**SUPPLIED PASSAGE:**
[start]
The body of a PUBLISH request carries the published event state. In response to every successful PUBLISH request, the ESC assigns an identifier to the publication in the form of an entity-tag. This identifier is then used by the EPA in any subsequent PUBLISH request that modifies, refreshes or removes the event state of that publication. When event state expires or is explicitly removed, the entity-tag associated with it becomes invalid. A publication for an invalid entity-tag will naturally fail, and the EPA needs to start anew and resend its event state without referencing a previous entity-tag.
PUBLISH requests create, modify, and remove event state associated with an address-of-record. A suitably authorized third party may also perform publication on behalf of a particular address-of-record.
Except as noted, the construction of the PUBLISH request and the behavior of clients sending a PUBLISH request are identical to the general UAC behavior described in Section 8.1 and Section 17.1 of RFC 3261 [4].
If necessary, clients may probe for the support of PUBLISH using the OPTIONS request defined in SIP [4]. The presence of "PUBLISH" in the "Allow" header field in a response to an OPTIONS request indicates support for the PUBLISH method. In addition, the "Allow-Events" header field indicates the supported event packages.
[end]
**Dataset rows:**
[start]
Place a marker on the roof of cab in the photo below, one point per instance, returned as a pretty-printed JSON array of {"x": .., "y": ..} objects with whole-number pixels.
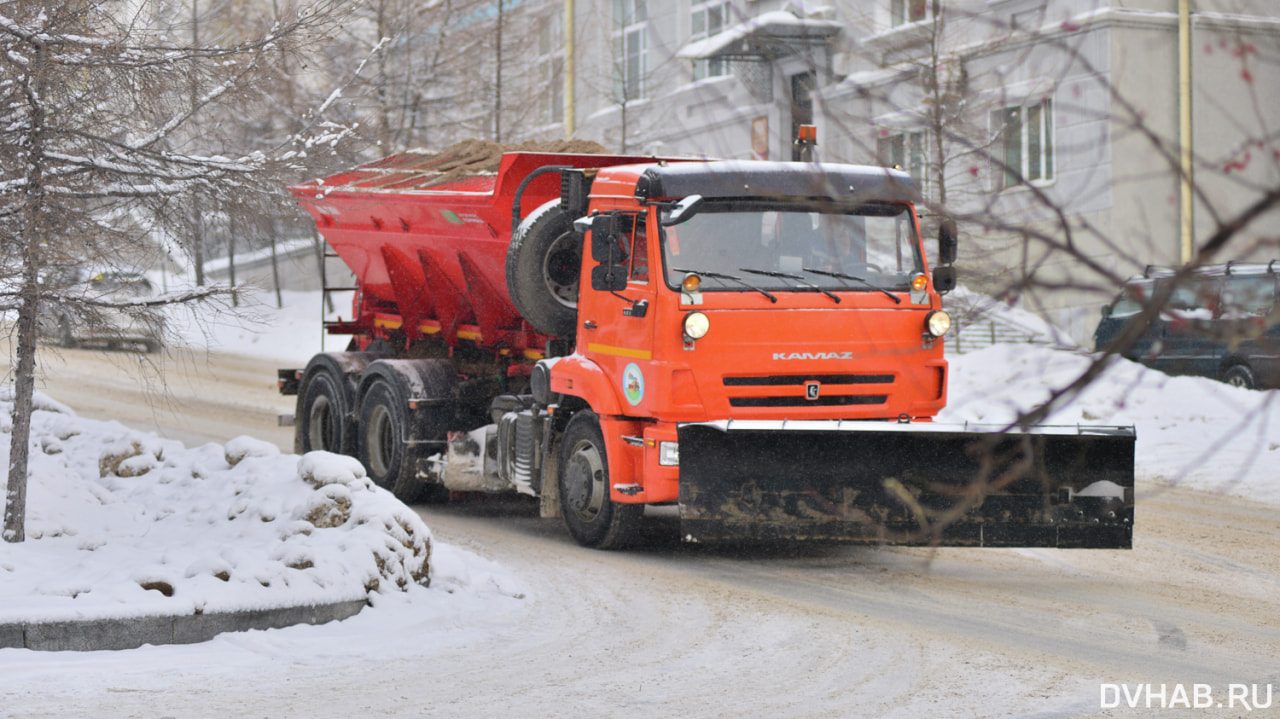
[{"x": 759, "y": 178}]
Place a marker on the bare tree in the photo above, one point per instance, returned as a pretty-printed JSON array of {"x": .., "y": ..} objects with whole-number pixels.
[{"x": 99, "y": 155}]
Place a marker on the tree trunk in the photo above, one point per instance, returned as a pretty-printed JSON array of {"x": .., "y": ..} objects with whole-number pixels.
[{"x": 23, "y": 390}]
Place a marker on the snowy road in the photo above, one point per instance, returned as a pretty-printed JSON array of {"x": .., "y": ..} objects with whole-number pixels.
[
  {"x": 677, "y": 630},
  {"x": 813, "y": 632},
  {"x": 190, "y": 395}
]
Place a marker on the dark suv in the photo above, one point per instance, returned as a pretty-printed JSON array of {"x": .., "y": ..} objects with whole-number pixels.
[{"x": 1220, "y": 323}]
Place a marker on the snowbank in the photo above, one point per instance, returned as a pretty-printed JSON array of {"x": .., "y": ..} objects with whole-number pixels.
[
  {"x": 1192, "y": 431},
  {"x": 123, "y": 523}
]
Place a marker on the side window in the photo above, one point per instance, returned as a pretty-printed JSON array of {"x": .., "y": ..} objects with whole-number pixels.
[
  {"x": 1196, "y": 300},
  {"x": 635, "y": 236},
  {"x": 1248, "y": 297},
  {"x": 640, "y": 252}
]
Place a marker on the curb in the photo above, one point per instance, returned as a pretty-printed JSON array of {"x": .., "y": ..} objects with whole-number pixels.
[{"x": 131, "y": 633}]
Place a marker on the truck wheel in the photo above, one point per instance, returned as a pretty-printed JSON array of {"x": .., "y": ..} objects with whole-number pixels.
[
  {"x": 383, "y": 418},
  {"x": 544, "y": 264},
  {"x": 1239, "y": 375},
  {"x": 593, "y": 518},
  {"x": 321, "y": 426}
]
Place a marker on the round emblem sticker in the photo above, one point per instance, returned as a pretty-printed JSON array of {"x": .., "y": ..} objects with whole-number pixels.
[{"x": 632, "y": 384}]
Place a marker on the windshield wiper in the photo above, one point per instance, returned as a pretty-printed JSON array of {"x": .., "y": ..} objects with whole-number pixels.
[
  {"x": 867, "y": 284},
  {"x": 798, "y": 279},
  {"x": 723, "y": 276}
]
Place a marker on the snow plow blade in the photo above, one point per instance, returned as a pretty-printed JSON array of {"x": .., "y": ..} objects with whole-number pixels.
[{"x": 913, "y": 484}]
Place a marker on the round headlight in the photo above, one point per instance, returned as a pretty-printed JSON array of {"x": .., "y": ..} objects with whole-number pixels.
[
  {"x": 937, "y": 323},
  {"x": 696, "y": 325}
]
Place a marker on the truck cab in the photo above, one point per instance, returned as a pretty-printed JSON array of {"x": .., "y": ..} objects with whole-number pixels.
[{"x": 746, "y": 292}]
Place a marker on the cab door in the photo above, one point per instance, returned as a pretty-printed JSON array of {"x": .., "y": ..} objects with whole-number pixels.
[{"x": 616, "y": 316}]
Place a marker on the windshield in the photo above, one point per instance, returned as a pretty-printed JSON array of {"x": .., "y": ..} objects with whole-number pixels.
[{"x": 795, "y": 246}]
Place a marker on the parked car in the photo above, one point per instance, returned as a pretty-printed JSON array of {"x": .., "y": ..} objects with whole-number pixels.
[
  {"x": 109, "y": 326},
  {"x": 1220, "y": 323}
]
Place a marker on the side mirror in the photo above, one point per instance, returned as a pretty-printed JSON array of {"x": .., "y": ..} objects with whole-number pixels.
[
  {"x": 684, "y": 210},
  {"x": 604, "y": 239},
  {"x": 608, "y": 278},
  {"x": 949, "y": 242},
  {"x": 944, "y": 279}
]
[end]
**SHORT PROBLEM:** Reproduce the entire passage on SIP PUBLISH requests word for word. None of the items has any bearing on what is asked here.

**WRITTEN SOLUTION:**
The body of a PUBLISH request carries the published event state. In response to every successful PUBLISH request, the ESC assigns an identifier to the publication in the form of an entity-tag. This identifier is then used by the EPA in any subsequent PUBLISH request that modifies, refreshes or removes the event state of that publication. When event state expires or is explicitly removed, the entity-tag associated with it becomes invalid. A publication for an invalid entity-tag will naturally fail, and the EPA needs to start anew and resend its event state without referencing a previous entity-tag.
PUBLISH requests create, modify, and remove event state associated with an address-of-record. A suitably authorized third party may also perform publication on behalf of a particular address-of-record.
Except as noted, the construction of the PUBLISH request and the behavior of clients sending a PUBLISH request are identical to the general UAC behavior described in Section 8.1 and Section 17.1 of RFC 3261 [4].
If necessary, clients may probe for the support of PUBLISH using the OPTIONS request defined in SIP [4]. The presence of "PUBLISH" in the "Allow" header field in a response to an OPTIONS request indicates support for the PUBLISH method. In addition, the "Allow-Events" header field indicates the supported event packages.